> _JOB ITEM_
List every line in the data below that contains the string "rough", matching case exactly.

> _RECORDS TO USE_
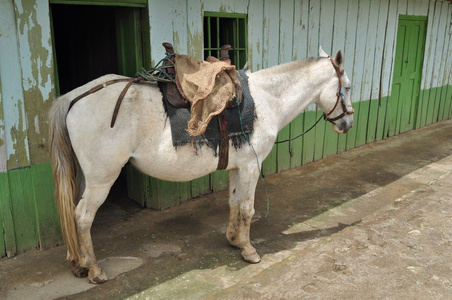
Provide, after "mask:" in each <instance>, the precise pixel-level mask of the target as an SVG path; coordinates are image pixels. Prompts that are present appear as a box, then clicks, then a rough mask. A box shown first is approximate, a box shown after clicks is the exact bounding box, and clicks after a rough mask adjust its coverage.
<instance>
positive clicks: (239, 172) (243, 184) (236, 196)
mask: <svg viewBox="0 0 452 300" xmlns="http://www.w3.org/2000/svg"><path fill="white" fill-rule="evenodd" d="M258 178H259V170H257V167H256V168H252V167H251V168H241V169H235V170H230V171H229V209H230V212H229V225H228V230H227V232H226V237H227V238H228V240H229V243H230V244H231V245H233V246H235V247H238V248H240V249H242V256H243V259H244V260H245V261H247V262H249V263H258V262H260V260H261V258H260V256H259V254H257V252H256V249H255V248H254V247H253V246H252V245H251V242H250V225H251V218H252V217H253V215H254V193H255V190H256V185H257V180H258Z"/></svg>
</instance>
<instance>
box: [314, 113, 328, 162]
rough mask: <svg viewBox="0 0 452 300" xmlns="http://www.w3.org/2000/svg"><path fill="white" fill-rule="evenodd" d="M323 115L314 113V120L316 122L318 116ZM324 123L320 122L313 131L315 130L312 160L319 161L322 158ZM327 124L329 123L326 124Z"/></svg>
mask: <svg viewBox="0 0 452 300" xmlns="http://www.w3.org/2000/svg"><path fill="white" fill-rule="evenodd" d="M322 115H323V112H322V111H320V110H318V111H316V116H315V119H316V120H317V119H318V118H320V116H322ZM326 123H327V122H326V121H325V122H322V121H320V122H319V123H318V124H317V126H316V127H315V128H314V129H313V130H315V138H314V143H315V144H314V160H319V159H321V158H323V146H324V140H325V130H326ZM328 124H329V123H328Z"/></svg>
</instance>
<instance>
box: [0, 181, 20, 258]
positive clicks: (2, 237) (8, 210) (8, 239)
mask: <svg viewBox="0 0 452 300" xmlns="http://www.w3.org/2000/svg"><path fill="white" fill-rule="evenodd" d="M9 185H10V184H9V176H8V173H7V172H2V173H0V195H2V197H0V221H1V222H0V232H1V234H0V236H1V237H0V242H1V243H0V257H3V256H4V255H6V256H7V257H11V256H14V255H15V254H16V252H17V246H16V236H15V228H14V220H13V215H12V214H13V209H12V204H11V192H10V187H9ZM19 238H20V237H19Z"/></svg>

> _WRITTEN REPLY_
Provide, after "mask:" in each <instance>, the precise pixel-level mask of the target as an SVG path; coordinates are image pixels. Prompts that are present appear as a box, then clicks, then a rough mask. A box shown first is approximate, a box shown after clicks is the exact bounding box, and clicks after a rough mask adjust its coverage.
rough mask: <svg viewBox="0 0 452 300" xmlns="http://www.w3.org/2000/svg"><path fill="white" fill-rule="evenodd" d="M323 115L314 113V120L316 122L318 116ZM324 123L320 122L313 131L315 130L312 160L319 161L322 158ZM327 124L329 123L326 124Z"/></svg>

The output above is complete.